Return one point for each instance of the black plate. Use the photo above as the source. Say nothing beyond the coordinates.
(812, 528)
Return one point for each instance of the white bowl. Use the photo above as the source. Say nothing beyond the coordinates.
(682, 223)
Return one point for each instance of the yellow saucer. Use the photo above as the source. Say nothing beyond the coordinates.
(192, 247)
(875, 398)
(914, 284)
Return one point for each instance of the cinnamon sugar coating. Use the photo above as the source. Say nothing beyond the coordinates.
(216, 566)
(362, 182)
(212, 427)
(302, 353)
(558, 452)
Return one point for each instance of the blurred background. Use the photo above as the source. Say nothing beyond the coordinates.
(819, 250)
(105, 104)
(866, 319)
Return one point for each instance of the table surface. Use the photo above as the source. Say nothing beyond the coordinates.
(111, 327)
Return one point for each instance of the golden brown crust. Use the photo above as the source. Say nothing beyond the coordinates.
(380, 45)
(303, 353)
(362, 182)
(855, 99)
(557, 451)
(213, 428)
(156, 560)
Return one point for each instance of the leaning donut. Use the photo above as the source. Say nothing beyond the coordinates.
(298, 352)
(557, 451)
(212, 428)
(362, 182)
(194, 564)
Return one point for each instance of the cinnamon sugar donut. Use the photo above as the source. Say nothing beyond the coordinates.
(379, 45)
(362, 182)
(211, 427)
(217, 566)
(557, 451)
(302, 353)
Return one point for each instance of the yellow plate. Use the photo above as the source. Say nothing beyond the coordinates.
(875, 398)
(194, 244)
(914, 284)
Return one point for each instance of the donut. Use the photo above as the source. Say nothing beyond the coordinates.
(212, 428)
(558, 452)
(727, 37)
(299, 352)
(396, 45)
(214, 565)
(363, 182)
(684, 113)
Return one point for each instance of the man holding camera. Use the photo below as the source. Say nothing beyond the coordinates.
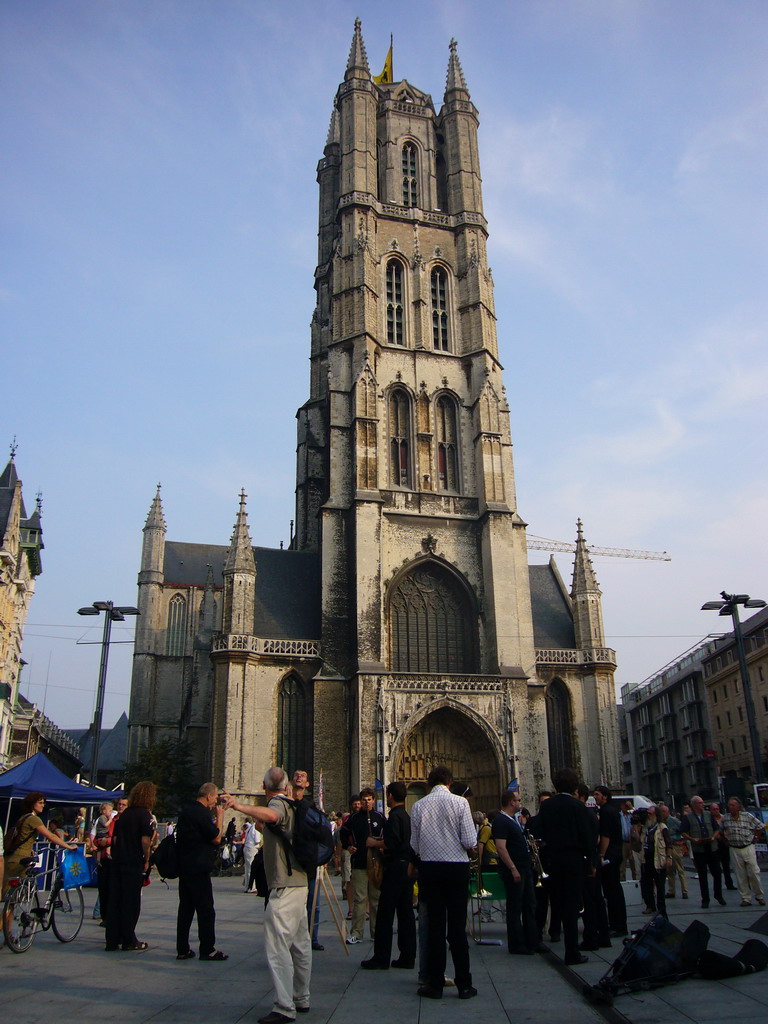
(198, 836)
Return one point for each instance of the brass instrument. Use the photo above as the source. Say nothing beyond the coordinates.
(536, 859)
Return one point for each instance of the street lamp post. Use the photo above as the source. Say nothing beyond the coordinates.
(729, 606)
(112, 614)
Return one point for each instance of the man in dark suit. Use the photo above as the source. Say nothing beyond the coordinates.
(610, 850)
(563, 823)
(396, 888)
(517, 875)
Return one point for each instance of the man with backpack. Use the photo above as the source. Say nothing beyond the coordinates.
(287, 942)
(198, 836)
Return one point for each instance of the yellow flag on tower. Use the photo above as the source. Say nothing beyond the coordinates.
(386, 75)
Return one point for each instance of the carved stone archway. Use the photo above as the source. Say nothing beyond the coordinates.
(449, 736)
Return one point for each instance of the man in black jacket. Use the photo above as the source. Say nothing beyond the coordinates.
(396, 895)
(367, 823)
(198, 835)
(517, 875)
(563, 823)
(611, 853)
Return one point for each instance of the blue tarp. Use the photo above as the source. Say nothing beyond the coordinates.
(38, 774)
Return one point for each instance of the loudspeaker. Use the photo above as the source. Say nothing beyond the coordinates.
(761, 925)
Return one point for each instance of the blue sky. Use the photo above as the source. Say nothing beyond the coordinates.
(159, 217)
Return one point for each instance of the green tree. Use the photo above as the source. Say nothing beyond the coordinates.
(169, 765)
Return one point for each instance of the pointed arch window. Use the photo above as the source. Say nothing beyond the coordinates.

══════

:: EXERCISE DIRECTIONS ::
Return all of the lines above without alteration, minus the pictures.

:: RESPONSE TO THE TASK ::
Return one point for each instance of the black plate. Use the photo above as the source. Say nothing beyond the coordinates.
(812, 528)
Return one point for each instance of the white bowl. Use the photo above as the source. Say nothing beyond the coordinates.
(682, 223)
Return one point for each instance of the yellow saucer. Use the photo above as the source. Say nothing beyond the coordinates.
(192, 247)
(875, 398)
(914, 284)
Return one point for each instance of the cinnamon sugar coating. Use the photo above as the source. Say nothing beyond the coordinates.
(216, 566)
(362, 182)
(212, 427)
(302, 353)
(558, 452)
Return one point for each instance of the blurred background. Use the photo above as the source. Say nothing beyond the coordinates.
(819, 250)
(105, 104)
(866, 319)
Return one point for each instance of the table surface. Use the photo above as the source. Say nothing beyond the coordinates.
(111, 327)
Return one point for each instance of the golden brown crust. Use the photo above as the source. Say nothing beyond the coordinates.
(380, 45)
(303, 353)
(362, 182)
(855, 99)
(557, 451)
(213, 428)
(156, 560)
Return one point for each instance of the leaning donut. Use the photo above as the source. Say nothing beyond the coordinates.
(298, 352)
(557, 451)
(212, 428)
(362, 182)
(194, 564)
Return one point for each instance of the cinnamon sugar donut. Use the photo above as the source. Say nothing beyond the coordinates.
(379, 45)
(362, 182)
(211, 427)
(217, 566)
(557, 451)
(302, 353)
Return one point for each instance of the yellow plate. Use the photo above as the source. Say nothing beyond the coordinates.
(875, 398)
(194, 244)
(914, 284)
Return one point for each instance of the donut. Use the photo above as the source. Say nothing beyond the coordinates.
(212, 428)
(558, 452)
(727, 37)
(299, 352)
(396, 45)
(214, 565)
(363, 182)
(684, 113)
Return one point for each instance of the man holding camera. Use the photo below as the source. Say nothing beyond the coordinates.
(198, 836)
Return one point for each instance of the brass instrument. Use the photo above as the source. Say nothing beyond the coordinates.
(536, 859)
Return one point for each instance of the street lamp post. Use the photo above as the source. Say nothing beyond the coordinates.
(729, 606)
(112, 614)
Return one point for each instance of the man in dark suit. Use the photo above as the source. Say nothing beyond the coordinates.
(610, 850)
(563, 823)
(396, 888)
(517, 875)
Return one point for each instance of the man with backpack. Use the photo above as the source. Say nothing beyond the coordinates.
(287, 942)
(198, 836)
Return one point for each instance of the yellow flag on tower. Use the photo above as the source. Say nothing beyond the coordinates.
(386, 75)
Return one point for each instance of the carved stone archway. Use the photo above as the source. Say nothing beyond the coordinates.
(449, 736)
Return one point for each instance of the man in black jacket. Use the photo above as the source. Say nothing beyond the coordinates.
(396, 895)
(367, 823)
(198, 835)
(517, 875)
(563, 823)
(611, 853)
Return one point for each instance of the blue tarp. Use the photo above as the source. Say nothing beyond the coordinates.
(38, 774)
Return one point for each instance of the loudspeaker. Use the photo above as the source. Say nothing beyond the coordinates.
(761, 925)
Return one point for each instance of the blue sky. Use the photo above as the source. Say nothing beyond the coordinates.
(159, 217)
Return one point for each instance of the green tree. Use the photo above as the source. Say nothing beyond the coordinates.
(169, 765)
Return one point for each instance of the pointed arch window. Use the photo above as the source. Say nothing beyond the coordinates.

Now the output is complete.